→ Reading passage:
begin
In all the absolute return fund types described, an adviser should do their due diligence to understand the structure of the investment team and the range of expertise informing positions into the fund. The number of personnel and level of experience within the risk team can be very illustrative of how well ‘targeted’ the fund’s absolute returns will be.

Absolute return funds may appear complicated, however, an adviser should consider against other decumulation investments. 

For example, direct property holdings are often mentioned as providing steady income generation and are also purportedly suitable for retirement. It is questionable whether investors properly appreciate the illiquidity risks when investing in property, as seen with the various redemption holds that were put in place following the Brexit vote in 2016. 

Arguably, at least with an absolute return fund you are much more likely to have more diversification. Many retail investors often do not grasp this point.

How to assess risk

For most advisers looking to avoid sequencing risk for their clients, the first measure to focus on is the absolute return time period. Typically, funds in this sector target being positive between over any one-year to three-year period. 

The shorter the time period, the less risk the fund is likely to take and the lower the drawdowns the fund could achieve. 

Some absolute return funds also target any five-year period, but it is questionable how useful this is for an investor who is post-retirement and attempting to avoid the effects of sequencing risk. A fund with this time horizon has more chance of experiencing a longer period of losses, thereby increasing the potential effects of sequencing risk.

The main difficulty investors face when assessing absolute return fund performance is that many funds have only launched recently.Jason Baran

Another way to measure the risk of absolute return funds is to consider how they have performed in volatile market periods. 

While not many absolute return funds were around during the 2008 global credit crunch, there have been smaller market events since then such as 2011’s ‘taper tantrum’ (when the US Federal Reserve indicated it may start raising interest rates), or the UK’s Brexit referendum vote in the middle of 2016. 

During these short-term volatile market episodes, a decent absolute return fund should limit losses and remain stable.

Remember, well managed absolute return funds seek to generate stable returns during all market environments in order to reduce sequencing risk. Funds making simplistic directional bets are likely taking too much risk and the volatility of the returns can be just as important as their size.
end
→ Objectives:
a. Return the part of the absolute return funds article that opens with the words containing "How to assess risk" and closes with "potential effects of sequencing risk.", copied without any change.
b. Using the absolute return funds article, decide whether each statement agrees with it. Answer yes or no for each and quote the words that settle it.
(i) Redemption holds on property investments followed the Brexit vote in 2016.
(ii) A shorter absolute return time period means the fund is likely to take more risk.
(iii) Many absolute return funds existed during the 2008 global credit crunch.
c. Answer these questions from the absolute return funds article.
(i) For advisers seeking to avoid sequencing risk, what is the first measure to focus on?
(ii) What should a decent absolute return fund do during short-term volatile market episodes?
(iii) Which funds are described as likely taking too much risk?

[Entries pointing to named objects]
begin
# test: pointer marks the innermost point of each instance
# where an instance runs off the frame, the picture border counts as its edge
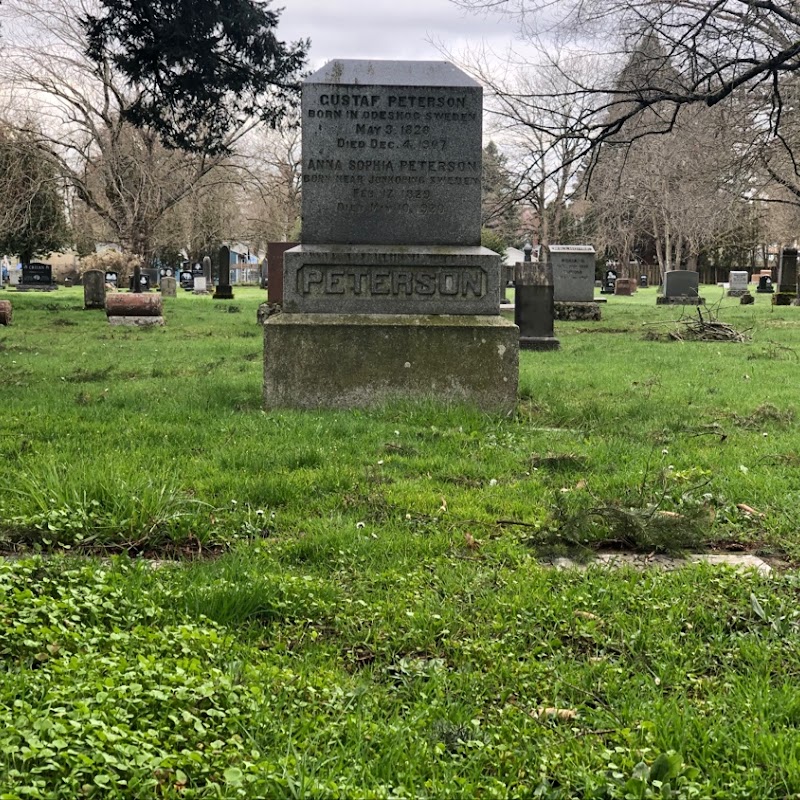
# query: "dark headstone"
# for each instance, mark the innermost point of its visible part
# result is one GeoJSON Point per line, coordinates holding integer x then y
{"type": "Point", "coordinates": [533, 306]}
{"type": "Point", "coordinates": [625, 287]}
{"type": "Point", "coordinates": [738, 283]}
{"type": "Point", "coordinates": [608, 282]}
{"type": "Point", "coordinates": [224, 289]}
{"type": "Point", "coordinates": [681, 287]}
{"type": "Point", "coordinates": [765, 285]}
{"type": "Point", "coordinates": [787, 278]}
{"type": "Point", "coordinates": [94, 288]}
{"type": "Point", "coordinates": [169, 286]}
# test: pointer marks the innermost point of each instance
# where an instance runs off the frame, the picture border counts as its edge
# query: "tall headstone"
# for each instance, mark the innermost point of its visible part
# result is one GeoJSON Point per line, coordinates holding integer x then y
{"type": "Point", "coordinates": [94, 288]}
{"type": "Point", "coordinates": [37, 276]}
{"type": "Point", "coordinates": [681, 287]}
{"type": "Point", "coordinates": [738, 283]}
{"type": "Point", "coordinates": [573, 282]}
{"type": "Point", "coordinates": [533, 306]}
{"type": "Point", "coordinates": [390, 293]}
{"type": "Point", "coordinates": [169, 286]}
{"type": "Point", "coordinates": [224, 289]}
{"type": "Point", "coordinates": [787, 278]}
{"type": "Point", "coordinates": [275, 253]}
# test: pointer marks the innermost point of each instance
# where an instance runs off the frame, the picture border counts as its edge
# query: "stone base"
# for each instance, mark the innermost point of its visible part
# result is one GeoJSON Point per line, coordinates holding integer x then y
{"type": "Point", "coordinates": [359, 360]}
{"type": "Point", "coordinates": [680, 301]}
{"type": "Point", "coordinates": [538, 343]}
{"type": "Point", "coordinates": [575, 312]}
{"type": "Point", "coordinates": [391, 279]}
{"type": "Point", "coordinates": [139, 322]}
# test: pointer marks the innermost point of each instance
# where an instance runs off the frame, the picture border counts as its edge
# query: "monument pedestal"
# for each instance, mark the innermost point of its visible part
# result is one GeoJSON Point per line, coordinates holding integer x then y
{"type": "Point", "coordinates": [575, 311]}
{"type": "Point", "coordinates": [358, 360]}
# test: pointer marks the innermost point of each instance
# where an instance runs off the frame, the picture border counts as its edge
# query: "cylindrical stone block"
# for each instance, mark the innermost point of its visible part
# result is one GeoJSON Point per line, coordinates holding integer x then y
{"type": "Point", "coordinates": [134, 305]}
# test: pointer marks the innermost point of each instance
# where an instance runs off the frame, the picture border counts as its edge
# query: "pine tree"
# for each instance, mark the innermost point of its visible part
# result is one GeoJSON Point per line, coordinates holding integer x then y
{"type": "Point", "coordinates": [200, 67]}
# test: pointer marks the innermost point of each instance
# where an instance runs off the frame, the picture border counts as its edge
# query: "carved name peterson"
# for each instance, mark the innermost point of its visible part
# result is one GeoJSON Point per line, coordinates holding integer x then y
{"type": "Point", "coordinates": [321, 280]}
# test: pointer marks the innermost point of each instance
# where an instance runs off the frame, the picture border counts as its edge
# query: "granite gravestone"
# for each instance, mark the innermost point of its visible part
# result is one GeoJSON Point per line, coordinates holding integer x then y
{"type": "Point", "coordinates": [36, 276]}
{"type": "Point", "coordinates": [94, 288]}
{"type": "Point", "coordinates": [787, 278]}
{"type": "Point", "coordinates": [533, 306]}
{"type": "Point", "coordinates": [681, 287]}
{"type": "Point", "coordinates": [765, 285]}
{"type": "Point", "coordinates": [573, 282]}
{"type": "Point", "coordinates": [169, 286]}
{"type": "Point", "coordinates": [738, 285]}
{"type": "Point", "coordinates": [275, 253]}
{"type": "Point", "coordinates": [609, 280]}
{"type": "Point", "coordinates": [390, 293]}
{"type": "Point", "coordinates": [224, 289]}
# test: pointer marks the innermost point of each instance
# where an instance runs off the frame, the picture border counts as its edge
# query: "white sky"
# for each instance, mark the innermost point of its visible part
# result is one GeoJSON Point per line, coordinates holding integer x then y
{"type": "Point", "coordinates": [388, 29]}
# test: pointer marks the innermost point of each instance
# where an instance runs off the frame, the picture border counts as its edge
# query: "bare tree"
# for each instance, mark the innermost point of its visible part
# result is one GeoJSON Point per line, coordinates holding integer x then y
{"type": "Point", "coordinates": [715, 48]}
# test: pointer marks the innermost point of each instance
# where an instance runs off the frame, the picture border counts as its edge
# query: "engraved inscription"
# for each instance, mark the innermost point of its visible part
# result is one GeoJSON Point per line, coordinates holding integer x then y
{"type": "Point", "coordinates": [321, 280]}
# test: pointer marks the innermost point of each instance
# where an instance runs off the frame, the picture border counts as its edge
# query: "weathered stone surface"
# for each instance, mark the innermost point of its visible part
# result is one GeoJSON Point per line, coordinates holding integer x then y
{"type": "Point", "coordinates": [787, 271]}
{"type": "Point", "coordinates": [533, 306]}
{"type": "Point", "coordinates": [680, 301]}
{"type": "Point", "coordinates": [345, 361]}
{"type": "Point", "coordinates": [576, 312]}
{"type": "Point", "coordinates": [625, 287]}
{"type": "Point", "coordinates": [224, 290]}
{"type": "Point", "coordinates": [362, 279]}
{"type": "Point", "coordinates": [681, 283]}
{"type": "Point", "coordinates": [94, 288]}
{"type": "Point", "coordinates": [391, 154]}
{"type": "Point", "coordinates": [139, 322]}
{"type": "Point", "coordinates": [738, 285]}
{"type": "Point", "coordinates": [573, 272]}
{"type": "Point", "coordinates": [275, 252]}
{"type": "Point", "coordinates": [133, 305]}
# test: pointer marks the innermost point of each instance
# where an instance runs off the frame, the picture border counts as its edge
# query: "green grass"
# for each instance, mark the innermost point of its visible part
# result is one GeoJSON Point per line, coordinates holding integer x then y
{"type": "Point", "coordinates": [373, 619]}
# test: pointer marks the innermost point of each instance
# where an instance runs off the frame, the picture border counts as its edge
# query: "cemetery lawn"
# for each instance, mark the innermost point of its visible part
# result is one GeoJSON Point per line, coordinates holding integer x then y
{"type": "Point", "coordinates": [354, 604]}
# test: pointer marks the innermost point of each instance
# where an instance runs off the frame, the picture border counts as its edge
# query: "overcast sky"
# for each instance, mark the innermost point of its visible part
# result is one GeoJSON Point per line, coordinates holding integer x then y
{"type": "Point", "coordinates": [394, 29]}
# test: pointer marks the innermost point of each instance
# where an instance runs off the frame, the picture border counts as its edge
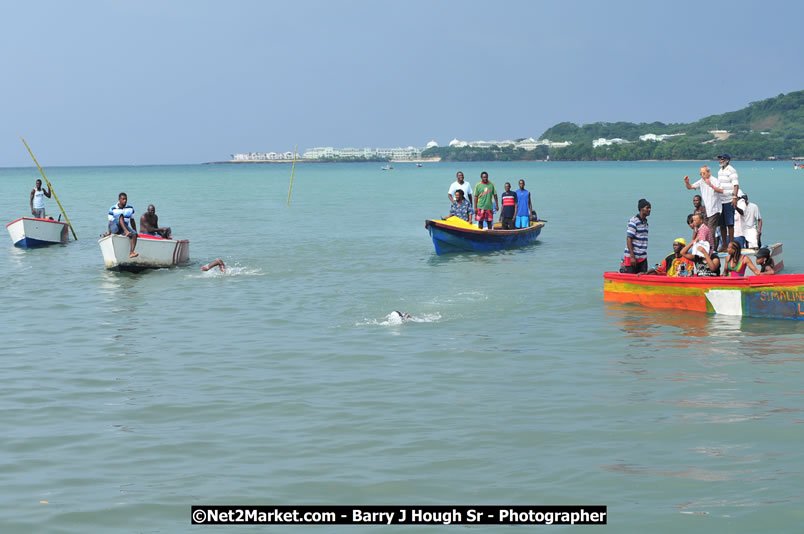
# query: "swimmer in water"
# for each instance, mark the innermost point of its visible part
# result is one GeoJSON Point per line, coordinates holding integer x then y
{"type": "Point", "coordinates": [217, 263]}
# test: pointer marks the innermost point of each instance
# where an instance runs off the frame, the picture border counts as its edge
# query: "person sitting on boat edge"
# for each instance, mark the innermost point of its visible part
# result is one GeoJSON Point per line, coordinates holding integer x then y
{"type": "Point", "coordinates": [461, 207]}
{"type": "Point", "coordinates": [485, 199]}
{"type": "Point", "coordinates": [38, 195]}
{"type": "Point", "coordinates": [217, 263]}
{"type": "Point", "coordinates": [524, 207]}
{"type": "Point", "coordinates": [674, 264]}
{"type": "Point", "coordinates": [751, 222]}
{"type": "Point", "coordinates": [459, 183]}
{"type": "Point", "coordinates": [149, 224]}
{"type": "Point", "coordinates": [635, 259]}
{"type": "Point", "coordinates": [705, 263]}
{"type": "Point", "coordinates": [120, 222]}
{"type": "Point", "coordinates": [765, 262]}
{"type": "Point", "coordinates": [509, 202]}
{"type": "Point", "coordinates": [736, 263]}
{"type": "Point", "coordinates": [703, 232]}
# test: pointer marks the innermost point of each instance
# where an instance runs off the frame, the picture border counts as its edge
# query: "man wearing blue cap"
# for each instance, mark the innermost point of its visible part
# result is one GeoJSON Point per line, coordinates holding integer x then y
{"type": "Point", "coordinates": [727, 176]}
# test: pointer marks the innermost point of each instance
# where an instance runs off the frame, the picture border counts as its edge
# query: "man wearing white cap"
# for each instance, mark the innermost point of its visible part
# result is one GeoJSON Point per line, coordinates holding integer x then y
end
→ Task answers:
a.
How to assess risk

For most advisers looking to avoid sequencing risk for their clients, the first measure to focus on is the absolute return time period. Typically, funds in this sector target being positive between over any one-year to three-year period. 

The shorter the time period, the less risk the fund is likely to take and the lower the drawdowns the fund could achieve. 

Some absolute return funds also target any five-year period, but it is questionable how useful this is for an investor who is post-retirement and attempting to avoid the effects of sequencing risk. A fund with this time horizon has more chance of experiencing a longer period of losses, thereby increasing the potential effects of sequencing risk.

b.
(i) Yes: "as seen with the various redemption holds that were put in place following the Brexit vote in 2016"
(ii) No: "The shorter the time period, the less risk the fund is likely to take"
(iii) No: "not many absolute return funds were around during the 2008 global credit crunch"

c.
(i) The absolute return time period.
(ii) Limit losses and remain stable.
(iii) Funds making simplistic directional bets.